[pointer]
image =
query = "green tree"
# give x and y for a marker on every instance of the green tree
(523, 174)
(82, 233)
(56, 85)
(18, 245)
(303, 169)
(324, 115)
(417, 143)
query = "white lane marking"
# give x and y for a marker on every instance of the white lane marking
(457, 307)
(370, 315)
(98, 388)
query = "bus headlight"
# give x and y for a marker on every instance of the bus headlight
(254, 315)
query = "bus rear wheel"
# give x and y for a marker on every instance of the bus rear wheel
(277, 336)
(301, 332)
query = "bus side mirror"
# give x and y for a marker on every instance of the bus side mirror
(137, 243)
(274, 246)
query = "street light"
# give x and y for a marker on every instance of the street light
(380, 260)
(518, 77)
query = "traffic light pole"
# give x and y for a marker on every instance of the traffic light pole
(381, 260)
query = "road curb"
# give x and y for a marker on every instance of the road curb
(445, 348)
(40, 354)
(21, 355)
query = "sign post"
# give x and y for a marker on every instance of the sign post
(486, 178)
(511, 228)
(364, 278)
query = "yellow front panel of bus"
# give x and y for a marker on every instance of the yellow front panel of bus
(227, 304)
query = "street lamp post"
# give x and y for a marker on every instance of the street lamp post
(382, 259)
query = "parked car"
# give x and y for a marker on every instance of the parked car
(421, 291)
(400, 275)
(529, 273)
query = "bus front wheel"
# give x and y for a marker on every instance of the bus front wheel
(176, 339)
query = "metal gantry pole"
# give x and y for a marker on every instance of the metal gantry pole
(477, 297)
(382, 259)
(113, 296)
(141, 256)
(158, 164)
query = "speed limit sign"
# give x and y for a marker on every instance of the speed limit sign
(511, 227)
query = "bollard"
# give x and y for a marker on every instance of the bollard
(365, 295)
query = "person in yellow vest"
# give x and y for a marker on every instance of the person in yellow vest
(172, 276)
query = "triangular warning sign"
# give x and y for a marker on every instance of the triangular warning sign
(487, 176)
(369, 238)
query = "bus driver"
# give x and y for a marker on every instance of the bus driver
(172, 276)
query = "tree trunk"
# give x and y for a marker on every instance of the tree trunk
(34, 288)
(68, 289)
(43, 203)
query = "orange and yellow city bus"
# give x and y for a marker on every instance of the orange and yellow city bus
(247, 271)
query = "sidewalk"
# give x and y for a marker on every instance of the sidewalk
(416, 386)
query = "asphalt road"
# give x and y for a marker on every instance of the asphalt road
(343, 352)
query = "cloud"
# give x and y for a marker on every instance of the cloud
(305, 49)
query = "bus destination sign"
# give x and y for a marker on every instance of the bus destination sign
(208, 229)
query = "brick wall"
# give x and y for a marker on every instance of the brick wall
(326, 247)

==

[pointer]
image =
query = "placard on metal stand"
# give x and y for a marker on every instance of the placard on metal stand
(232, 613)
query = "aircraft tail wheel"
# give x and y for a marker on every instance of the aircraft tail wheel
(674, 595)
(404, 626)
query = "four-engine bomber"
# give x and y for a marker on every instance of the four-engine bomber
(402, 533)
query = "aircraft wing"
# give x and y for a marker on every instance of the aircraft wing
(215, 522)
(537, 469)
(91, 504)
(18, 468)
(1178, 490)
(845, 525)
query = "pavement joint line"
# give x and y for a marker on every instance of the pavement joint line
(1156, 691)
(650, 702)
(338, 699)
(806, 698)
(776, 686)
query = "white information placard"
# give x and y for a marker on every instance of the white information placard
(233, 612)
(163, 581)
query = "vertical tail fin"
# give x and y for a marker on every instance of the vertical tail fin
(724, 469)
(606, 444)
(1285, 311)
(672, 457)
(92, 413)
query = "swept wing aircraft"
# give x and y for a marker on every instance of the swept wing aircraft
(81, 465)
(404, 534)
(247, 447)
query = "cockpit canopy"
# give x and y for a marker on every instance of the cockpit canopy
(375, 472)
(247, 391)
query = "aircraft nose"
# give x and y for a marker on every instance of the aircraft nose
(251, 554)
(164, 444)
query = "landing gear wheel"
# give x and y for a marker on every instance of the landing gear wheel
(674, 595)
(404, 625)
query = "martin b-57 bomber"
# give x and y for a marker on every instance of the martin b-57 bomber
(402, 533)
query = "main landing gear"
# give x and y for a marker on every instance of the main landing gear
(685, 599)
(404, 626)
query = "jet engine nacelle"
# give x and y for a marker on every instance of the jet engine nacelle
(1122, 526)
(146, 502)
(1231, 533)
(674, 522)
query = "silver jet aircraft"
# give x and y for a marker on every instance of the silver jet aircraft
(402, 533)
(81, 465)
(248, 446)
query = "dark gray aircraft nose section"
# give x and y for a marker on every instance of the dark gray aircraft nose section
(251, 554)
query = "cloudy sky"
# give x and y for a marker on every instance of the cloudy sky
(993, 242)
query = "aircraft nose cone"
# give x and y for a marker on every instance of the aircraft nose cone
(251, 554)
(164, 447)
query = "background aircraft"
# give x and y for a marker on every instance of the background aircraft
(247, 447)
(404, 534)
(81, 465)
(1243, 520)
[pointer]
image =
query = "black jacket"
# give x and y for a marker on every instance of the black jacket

* * *

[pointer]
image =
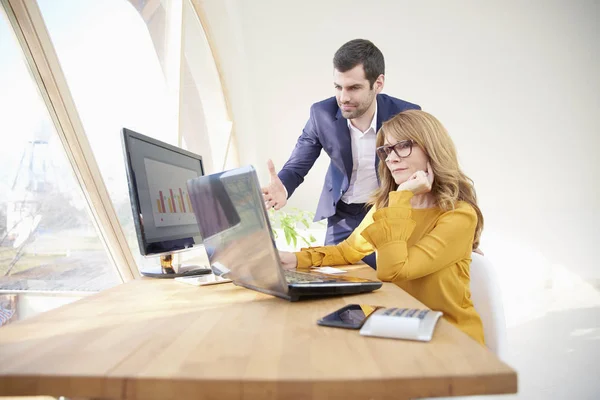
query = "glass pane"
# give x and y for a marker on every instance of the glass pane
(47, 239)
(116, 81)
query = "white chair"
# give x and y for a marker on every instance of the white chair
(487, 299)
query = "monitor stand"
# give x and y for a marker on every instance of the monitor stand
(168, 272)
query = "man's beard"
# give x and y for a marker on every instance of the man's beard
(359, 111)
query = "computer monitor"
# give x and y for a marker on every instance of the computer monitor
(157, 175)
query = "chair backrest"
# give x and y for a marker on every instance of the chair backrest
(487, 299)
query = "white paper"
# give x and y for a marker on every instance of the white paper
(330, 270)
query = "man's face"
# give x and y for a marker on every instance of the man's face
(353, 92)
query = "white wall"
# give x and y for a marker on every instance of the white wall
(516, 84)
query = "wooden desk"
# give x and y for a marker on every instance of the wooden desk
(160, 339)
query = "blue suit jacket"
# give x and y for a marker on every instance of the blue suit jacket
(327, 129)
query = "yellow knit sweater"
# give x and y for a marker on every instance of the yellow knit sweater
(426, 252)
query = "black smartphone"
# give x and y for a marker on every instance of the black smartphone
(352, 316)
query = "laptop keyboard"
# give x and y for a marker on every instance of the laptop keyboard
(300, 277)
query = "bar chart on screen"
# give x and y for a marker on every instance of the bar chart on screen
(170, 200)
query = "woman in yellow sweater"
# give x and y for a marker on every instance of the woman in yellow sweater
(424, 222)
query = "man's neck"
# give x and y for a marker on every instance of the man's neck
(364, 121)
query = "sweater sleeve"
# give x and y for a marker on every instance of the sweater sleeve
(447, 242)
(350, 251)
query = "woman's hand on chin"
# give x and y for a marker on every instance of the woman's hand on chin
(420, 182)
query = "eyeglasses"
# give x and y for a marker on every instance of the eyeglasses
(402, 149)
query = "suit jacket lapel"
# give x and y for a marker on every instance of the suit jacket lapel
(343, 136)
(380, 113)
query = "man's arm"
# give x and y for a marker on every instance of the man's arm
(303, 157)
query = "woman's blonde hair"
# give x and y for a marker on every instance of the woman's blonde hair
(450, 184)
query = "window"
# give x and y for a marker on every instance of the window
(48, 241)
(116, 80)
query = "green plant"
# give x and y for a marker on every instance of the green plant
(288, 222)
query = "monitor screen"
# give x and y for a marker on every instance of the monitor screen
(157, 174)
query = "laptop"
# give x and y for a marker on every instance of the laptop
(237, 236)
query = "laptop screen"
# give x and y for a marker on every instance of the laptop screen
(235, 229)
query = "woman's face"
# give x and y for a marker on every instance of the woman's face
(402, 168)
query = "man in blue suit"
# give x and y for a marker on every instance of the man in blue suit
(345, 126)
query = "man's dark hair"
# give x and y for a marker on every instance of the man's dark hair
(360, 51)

→ **Short task**: Pick out every line in the data above that contains the word "keyboard", matching case exactly, and copy each one.

→ **The output**:
query = "laptop keyboard"
# give x and y for a marker on every instance of the laptop keyboard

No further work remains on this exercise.